* start *

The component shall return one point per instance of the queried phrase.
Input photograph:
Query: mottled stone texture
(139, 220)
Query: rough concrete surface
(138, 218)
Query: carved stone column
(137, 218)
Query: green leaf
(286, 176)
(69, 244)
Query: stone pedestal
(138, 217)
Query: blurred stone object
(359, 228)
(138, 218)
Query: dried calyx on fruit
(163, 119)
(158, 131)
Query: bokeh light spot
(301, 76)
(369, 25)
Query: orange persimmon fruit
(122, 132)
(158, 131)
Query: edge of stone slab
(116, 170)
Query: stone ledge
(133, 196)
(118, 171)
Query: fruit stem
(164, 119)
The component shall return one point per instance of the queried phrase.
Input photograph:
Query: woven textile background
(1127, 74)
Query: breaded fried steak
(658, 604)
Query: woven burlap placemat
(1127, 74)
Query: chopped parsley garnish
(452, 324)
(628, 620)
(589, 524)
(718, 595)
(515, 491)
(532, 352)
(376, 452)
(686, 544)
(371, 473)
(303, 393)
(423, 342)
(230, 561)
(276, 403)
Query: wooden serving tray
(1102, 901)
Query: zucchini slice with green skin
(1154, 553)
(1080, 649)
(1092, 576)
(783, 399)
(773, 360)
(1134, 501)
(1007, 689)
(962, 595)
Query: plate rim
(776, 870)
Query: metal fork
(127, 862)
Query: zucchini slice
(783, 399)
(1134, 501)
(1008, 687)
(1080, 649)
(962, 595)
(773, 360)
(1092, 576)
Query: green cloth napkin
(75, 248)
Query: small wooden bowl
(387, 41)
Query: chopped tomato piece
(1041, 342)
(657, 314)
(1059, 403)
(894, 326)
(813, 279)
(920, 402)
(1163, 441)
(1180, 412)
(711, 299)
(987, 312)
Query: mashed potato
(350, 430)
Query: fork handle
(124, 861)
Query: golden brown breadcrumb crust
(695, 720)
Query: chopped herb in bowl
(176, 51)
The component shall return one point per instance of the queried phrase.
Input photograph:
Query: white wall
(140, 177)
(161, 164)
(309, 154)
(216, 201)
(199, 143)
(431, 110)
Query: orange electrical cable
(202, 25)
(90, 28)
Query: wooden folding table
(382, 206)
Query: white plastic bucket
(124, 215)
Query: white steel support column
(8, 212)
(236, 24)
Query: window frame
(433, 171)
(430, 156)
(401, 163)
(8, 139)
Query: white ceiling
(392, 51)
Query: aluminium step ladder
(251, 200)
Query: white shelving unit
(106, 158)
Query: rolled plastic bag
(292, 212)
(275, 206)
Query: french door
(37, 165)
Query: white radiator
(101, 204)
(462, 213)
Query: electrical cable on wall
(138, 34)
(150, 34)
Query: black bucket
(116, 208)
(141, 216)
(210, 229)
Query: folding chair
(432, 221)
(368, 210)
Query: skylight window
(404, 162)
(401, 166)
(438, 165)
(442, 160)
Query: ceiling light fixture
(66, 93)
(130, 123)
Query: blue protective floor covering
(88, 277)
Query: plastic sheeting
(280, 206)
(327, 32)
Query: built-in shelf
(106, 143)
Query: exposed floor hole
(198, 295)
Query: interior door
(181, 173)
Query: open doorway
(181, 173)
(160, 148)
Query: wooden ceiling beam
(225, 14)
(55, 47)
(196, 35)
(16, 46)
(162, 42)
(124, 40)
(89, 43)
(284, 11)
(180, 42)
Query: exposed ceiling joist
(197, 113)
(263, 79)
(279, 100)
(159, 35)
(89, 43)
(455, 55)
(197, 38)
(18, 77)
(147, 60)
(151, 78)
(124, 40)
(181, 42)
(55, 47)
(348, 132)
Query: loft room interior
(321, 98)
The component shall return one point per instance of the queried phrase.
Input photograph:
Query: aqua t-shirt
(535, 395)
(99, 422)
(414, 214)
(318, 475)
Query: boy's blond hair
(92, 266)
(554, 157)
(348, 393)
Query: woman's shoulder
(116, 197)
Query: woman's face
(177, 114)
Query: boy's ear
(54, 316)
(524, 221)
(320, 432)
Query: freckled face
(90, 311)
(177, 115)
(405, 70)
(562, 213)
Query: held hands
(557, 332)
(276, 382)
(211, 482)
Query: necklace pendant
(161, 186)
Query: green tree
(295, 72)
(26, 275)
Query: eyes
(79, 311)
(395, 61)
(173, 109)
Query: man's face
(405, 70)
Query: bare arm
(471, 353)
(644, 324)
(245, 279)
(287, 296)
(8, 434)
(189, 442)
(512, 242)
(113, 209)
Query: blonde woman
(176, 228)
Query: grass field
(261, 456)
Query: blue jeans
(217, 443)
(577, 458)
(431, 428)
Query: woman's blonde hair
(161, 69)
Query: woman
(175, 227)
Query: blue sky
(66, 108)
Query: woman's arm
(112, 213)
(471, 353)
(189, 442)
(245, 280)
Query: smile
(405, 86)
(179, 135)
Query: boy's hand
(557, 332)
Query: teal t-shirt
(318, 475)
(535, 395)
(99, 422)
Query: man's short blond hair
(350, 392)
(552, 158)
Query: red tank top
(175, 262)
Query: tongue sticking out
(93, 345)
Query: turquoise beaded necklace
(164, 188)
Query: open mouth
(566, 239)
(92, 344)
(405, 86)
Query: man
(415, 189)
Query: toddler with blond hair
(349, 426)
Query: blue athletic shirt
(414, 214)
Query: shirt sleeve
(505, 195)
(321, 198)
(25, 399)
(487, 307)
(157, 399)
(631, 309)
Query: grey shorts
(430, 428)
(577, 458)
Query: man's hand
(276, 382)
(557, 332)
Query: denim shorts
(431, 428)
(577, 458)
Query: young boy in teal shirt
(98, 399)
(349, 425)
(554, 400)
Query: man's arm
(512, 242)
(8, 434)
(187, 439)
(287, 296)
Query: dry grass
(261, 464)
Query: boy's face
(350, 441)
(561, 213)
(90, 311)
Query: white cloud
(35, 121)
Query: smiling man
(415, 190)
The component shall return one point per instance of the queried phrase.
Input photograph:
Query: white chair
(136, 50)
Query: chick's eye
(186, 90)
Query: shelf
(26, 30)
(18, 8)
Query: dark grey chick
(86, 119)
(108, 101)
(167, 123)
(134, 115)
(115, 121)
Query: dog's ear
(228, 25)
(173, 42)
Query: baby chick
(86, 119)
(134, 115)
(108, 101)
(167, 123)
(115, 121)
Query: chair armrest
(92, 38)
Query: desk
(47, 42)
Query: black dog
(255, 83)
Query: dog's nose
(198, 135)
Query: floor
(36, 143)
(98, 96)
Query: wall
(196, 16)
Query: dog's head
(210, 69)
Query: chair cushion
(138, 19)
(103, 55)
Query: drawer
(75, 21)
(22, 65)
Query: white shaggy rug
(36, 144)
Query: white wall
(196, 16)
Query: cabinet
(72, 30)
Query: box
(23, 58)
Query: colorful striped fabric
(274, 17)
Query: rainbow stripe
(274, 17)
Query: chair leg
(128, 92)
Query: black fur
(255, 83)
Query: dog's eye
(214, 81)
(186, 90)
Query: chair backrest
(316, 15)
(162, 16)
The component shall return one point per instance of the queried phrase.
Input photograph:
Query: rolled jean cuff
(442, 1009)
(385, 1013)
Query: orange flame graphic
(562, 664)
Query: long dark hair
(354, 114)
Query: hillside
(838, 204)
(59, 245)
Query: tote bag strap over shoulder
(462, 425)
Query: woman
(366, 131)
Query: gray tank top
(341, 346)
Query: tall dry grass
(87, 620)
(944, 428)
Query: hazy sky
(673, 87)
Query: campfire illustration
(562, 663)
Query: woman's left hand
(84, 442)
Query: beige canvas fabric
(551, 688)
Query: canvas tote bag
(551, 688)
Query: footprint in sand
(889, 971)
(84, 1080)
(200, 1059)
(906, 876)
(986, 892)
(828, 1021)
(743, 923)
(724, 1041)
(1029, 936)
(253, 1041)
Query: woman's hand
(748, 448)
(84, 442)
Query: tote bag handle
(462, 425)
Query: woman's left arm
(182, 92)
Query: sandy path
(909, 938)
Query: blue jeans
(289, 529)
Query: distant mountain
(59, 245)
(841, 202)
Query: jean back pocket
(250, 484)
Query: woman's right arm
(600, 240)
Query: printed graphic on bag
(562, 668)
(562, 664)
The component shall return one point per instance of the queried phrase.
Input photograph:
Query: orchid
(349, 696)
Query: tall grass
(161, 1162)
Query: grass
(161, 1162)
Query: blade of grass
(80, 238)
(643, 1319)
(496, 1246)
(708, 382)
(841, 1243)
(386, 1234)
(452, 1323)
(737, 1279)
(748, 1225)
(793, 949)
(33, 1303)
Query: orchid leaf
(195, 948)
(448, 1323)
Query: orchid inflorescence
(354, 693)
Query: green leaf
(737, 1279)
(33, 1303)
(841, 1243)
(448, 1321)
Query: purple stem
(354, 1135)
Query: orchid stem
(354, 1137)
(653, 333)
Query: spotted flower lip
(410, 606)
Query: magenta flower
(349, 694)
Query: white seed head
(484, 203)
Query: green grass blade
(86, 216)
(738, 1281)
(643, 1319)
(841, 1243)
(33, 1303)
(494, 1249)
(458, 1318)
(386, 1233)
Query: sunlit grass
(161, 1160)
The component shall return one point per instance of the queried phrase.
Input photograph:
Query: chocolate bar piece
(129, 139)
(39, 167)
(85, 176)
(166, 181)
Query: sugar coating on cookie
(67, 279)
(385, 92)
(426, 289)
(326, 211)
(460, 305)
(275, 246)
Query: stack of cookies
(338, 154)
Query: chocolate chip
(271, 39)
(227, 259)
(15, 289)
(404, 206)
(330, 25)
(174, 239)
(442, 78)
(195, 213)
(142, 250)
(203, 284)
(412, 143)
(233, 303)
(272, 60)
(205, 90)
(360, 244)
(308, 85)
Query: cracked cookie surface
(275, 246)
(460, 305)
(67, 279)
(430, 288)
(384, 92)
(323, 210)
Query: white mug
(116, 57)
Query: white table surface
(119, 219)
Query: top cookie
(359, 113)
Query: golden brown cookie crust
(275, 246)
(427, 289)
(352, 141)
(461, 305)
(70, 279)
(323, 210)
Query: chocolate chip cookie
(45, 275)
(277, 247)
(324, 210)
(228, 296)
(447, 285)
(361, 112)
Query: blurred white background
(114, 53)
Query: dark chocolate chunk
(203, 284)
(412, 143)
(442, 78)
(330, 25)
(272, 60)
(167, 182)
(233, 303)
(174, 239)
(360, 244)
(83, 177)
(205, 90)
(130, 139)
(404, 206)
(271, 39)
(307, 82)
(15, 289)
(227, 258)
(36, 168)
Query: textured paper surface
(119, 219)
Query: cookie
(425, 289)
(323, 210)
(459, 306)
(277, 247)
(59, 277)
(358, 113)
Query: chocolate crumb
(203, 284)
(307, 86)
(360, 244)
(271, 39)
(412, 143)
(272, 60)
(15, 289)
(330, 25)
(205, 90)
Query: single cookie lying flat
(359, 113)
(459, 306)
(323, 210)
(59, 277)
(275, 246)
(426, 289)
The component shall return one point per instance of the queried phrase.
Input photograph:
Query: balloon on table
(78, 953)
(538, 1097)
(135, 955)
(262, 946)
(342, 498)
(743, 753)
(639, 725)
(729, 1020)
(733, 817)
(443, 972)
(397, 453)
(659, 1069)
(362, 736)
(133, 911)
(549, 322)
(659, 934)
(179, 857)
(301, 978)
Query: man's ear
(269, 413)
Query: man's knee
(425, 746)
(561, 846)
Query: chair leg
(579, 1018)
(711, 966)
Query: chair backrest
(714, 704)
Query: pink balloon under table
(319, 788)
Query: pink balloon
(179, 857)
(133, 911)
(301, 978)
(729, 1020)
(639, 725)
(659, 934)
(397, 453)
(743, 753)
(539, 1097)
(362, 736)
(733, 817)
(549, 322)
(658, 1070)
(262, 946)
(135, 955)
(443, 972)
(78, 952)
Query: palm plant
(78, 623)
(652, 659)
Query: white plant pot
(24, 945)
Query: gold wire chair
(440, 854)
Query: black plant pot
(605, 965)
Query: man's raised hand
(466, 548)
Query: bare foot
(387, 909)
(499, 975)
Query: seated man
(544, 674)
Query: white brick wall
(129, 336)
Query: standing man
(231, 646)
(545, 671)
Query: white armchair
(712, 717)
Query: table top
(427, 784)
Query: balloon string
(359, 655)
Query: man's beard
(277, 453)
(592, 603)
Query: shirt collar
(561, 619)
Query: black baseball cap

* end *

● Instructions to follow
Exactly and only the lines from the line containing "Query: man's knee" through the last line of the entries should be copied, both ends included.

● Response to this exercise
Query: man's knee
(425, 746)
(561, 846)
Query: chair leg
(579, 1018)
(711, 966)
Query: chair backrest
(714, 704)
Query: pink balloon under table
(319, 788)
Query: pink balloon
(179, 857)
(133, 911)
(301, 978)
(729, 1020)
(639, 725)
(659, 934)
(397, 453)
(743, 753)
(539, 1097)
(362, 736)
(733, 817)
(549, 322)
(658, 1070)
(262, 946)
(135, 955)
(443, 972)
(78, 952)
Query: palm plant
(78, 623)
(652, 659)
Query: white plant pot
(24, 945)
Query: gold wire chair
(440, 854)
Query: black plant pot
(605, 965)
Query: man's raised hand
(466, 548)
Query: bare foot
(387, 909)
(499, 975)
Query: seated man
(544, 674)
Query: white brick wall
(129, 336)
Query: standing man
(231, 646)
(545, 671)
Query: white armchair
(712, 717)
Query: table top
(427, 784)
Query: balloon string
(359, 655)
Query: man's beard
(277, 453)
(592, 603)
Query: shirt collar
(561, 619)
Query: black baseball cap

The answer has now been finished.